WHAT YOU ARE ASKED TO DO » Take the lines below beginning at the line that has "wanted | a pin on every instance of the gold bracelet" and stopping after the line that has "wanted | a pin on every instance of the groom", and print them exactly as they are, with no other lines.

AVAILABLE DATA »
Start of Block

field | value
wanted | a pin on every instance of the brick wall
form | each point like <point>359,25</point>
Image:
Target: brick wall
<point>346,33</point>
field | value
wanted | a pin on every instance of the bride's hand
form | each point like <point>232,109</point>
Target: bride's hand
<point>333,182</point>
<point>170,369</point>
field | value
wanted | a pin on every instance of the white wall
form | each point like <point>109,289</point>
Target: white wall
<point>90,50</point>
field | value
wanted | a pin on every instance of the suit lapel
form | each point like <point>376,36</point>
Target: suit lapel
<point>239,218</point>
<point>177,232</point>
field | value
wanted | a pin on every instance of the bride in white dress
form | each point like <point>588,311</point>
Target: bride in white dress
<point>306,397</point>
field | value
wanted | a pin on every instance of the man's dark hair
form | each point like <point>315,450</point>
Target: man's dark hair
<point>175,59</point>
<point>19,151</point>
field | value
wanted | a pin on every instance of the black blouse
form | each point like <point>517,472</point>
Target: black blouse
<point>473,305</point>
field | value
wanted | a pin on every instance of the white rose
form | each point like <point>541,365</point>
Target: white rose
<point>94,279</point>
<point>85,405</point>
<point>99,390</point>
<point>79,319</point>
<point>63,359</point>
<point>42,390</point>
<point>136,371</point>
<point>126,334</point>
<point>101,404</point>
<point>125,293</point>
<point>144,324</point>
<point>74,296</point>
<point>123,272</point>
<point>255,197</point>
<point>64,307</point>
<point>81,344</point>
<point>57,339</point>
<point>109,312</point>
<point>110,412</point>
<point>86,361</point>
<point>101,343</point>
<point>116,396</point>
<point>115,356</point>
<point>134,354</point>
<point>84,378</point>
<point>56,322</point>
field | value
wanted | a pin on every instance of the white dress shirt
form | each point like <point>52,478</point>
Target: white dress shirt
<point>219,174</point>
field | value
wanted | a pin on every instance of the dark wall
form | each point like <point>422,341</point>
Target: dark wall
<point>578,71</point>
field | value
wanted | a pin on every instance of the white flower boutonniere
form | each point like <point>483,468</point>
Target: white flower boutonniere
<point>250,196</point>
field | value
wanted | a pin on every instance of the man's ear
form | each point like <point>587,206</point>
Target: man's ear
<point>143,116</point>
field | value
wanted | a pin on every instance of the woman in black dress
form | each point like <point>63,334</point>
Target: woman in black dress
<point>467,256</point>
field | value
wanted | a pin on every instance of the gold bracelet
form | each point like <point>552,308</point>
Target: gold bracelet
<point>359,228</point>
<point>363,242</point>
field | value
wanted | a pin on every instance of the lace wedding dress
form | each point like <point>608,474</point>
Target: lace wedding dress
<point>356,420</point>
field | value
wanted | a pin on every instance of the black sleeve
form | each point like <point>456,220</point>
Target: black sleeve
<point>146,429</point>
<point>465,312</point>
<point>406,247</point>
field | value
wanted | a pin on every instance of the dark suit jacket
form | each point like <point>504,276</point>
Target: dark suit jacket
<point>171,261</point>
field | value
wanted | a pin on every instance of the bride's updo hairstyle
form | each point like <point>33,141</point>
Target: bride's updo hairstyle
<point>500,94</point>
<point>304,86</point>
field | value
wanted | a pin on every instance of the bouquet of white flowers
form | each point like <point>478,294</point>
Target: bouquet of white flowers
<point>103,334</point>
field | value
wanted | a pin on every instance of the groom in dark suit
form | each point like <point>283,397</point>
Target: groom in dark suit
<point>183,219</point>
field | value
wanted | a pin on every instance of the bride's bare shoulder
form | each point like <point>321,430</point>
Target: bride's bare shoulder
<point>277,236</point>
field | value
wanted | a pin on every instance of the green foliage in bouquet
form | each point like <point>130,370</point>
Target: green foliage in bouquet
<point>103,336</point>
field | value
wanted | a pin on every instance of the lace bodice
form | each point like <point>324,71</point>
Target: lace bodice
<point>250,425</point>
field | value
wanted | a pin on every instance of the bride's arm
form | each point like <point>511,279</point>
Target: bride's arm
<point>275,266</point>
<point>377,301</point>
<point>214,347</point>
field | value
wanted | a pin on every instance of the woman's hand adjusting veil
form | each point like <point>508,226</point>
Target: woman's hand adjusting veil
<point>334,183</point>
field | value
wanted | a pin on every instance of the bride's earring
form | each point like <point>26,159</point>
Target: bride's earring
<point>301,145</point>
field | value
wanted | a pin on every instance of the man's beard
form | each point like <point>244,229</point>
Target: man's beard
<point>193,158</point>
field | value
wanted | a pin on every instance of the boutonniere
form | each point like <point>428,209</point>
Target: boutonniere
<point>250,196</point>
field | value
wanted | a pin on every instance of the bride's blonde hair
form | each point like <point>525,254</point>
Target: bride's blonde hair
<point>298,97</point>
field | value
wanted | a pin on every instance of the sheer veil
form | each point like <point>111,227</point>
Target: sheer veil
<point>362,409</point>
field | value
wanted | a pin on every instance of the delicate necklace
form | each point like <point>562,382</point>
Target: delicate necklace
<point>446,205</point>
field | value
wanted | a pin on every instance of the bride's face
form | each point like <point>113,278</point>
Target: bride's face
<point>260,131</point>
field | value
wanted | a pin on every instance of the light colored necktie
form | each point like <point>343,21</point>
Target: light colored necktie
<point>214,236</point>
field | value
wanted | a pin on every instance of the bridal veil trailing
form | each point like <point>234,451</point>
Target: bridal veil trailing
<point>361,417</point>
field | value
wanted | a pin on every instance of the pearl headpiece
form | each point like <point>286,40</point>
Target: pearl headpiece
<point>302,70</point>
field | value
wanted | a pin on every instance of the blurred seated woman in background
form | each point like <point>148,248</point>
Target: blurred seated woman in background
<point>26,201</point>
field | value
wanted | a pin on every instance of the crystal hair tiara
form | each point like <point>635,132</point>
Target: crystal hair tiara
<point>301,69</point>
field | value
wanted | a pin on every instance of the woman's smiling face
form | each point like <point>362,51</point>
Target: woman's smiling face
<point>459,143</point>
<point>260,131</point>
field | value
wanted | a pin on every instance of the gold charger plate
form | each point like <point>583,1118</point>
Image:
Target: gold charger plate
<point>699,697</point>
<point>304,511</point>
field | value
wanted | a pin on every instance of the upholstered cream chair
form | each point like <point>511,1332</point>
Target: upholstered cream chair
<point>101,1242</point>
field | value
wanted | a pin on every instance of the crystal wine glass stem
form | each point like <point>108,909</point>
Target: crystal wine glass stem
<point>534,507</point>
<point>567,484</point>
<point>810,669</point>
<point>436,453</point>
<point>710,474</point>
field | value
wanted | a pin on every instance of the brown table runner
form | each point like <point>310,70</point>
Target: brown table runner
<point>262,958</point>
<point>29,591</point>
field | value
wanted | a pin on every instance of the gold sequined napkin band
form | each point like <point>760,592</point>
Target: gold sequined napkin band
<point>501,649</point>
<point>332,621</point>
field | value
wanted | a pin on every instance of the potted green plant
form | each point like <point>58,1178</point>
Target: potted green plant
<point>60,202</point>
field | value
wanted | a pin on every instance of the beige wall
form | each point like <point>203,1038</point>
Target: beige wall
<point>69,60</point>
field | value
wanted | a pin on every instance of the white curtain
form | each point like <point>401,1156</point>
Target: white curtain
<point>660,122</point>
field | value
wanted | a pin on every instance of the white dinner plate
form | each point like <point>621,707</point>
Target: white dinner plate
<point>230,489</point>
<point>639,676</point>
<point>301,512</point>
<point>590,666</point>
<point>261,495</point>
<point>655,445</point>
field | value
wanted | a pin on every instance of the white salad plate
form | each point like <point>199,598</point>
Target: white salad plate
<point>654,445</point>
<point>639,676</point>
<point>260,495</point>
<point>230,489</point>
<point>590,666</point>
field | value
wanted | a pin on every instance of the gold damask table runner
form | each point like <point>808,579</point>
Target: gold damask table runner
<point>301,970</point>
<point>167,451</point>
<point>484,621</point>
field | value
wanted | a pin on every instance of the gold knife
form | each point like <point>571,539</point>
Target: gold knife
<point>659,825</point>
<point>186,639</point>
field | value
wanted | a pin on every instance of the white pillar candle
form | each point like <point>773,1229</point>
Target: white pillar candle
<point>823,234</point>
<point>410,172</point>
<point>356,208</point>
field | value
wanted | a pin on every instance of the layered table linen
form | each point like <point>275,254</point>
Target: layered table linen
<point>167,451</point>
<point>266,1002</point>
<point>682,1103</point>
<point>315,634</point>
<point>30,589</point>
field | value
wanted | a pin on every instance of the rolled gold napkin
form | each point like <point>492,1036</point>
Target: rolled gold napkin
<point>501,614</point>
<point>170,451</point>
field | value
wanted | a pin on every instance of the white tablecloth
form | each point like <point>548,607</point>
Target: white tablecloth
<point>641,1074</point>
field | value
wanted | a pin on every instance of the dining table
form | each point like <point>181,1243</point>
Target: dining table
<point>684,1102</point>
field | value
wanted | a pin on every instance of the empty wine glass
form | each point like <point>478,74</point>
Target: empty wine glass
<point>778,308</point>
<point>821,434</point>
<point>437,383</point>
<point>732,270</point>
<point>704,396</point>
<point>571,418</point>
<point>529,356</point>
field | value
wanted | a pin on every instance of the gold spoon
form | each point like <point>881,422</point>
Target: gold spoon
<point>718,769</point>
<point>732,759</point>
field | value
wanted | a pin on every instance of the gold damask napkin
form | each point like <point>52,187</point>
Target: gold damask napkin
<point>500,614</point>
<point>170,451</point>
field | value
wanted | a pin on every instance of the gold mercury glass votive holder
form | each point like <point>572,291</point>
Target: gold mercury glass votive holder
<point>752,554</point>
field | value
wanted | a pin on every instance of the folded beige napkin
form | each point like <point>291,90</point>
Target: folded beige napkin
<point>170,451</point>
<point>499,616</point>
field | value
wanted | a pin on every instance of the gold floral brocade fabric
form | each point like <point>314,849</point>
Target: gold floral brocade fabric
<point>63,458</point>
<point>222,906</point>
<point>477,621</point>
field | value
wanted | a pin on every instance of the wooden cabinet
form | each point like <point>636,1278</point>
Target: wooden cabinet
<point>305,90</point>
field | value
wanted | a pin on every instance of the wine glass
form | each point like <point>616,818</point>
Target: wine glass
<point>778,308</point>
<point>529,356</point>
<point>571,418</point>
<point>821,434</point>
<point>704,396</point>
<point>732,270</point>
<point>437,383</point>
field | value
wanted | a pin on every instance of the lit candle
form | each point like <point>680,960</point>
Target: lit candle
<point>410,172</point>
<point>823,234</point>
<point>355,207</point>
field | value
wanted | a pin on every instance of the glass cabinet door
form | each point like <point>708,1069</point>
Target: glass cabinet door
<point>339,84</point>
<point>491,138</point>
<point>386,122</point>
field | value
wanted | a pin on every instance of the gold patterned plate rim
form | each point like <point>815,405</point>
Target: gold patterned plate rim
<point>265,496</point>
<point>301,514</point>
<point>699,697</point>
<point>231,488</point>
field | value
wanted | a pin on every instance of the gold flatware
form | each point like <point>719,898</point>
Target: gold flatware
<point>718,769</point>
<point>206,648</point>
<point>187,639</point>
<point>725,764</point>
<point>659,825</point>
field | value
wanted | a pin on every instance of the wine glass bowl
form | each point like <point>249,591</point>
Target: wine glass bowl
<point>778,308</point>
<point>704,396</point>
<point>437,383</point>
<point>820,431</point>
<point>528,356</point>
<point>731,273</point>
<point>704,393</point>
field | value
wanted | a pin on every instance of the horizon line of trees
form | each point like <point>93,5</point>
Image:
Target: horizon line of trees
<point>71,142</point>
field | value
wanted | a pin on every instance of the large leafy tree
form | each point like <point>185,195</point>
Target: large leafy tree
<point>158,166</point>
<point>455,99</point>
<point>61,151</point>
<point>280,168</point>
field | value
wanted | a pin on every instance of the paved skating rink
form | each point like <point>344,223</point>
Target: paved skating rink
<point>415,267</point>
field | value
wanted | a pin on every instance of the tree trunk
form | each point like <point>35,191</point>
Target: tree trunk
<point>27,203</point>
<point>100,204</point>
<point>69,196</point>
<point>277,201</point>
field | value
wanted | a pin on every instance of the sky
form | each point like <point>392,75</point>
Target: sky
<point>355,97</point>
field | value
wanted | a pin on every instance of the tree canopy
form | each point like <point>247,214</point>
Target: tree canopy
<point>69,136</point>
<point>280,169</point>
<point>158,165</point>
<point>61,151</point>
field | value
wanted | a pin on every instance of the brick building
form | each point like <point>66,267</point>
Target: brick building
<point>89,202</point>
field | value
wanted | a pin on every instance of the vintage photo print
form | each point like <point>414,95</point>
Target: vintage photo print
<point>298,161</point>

End of Block

OUTPUT FOR THIS EXERCISE »
wanted | a pin on every instance of the gold bracelet
form | each point like <point>552,308</point>
Target: gold bracelet
<point>359,228</point>
<point>363,242</point>
field | value
wanted | a pin on every instance of the lace wedding dress
form | each point like <point>608,474</point>
Target: lace wedding dress
<point>356,420</point>
field | value
wanted | a pin on every instance of the black sleeve
form | each point like <point>456,220</point>
Target: black sleeve
<point>146,429</point>
<point>465,312</point>
<point>406,247</point>
field | value
wanted | a pin on every instance of the dark suit jacket
form | each point like <point>504,276</point>
Target: dark suit jacket
<point>171,261</point>
field | value
wanted | a pin on every instance of the bride's updo hairstyle
form | each point like <point>33,141</point>
Target: bride's updo hairstyle
<point>500,94</point>
<point>304,86</point>
field | value
wanted | a pin on every instance of the bouquet of white flowers
form | each point like <point>478,294</point>
Target: bouquet of white flowers
<point>103,334</point>
field | value
wanted | a pin on every instance of the groom in dark suit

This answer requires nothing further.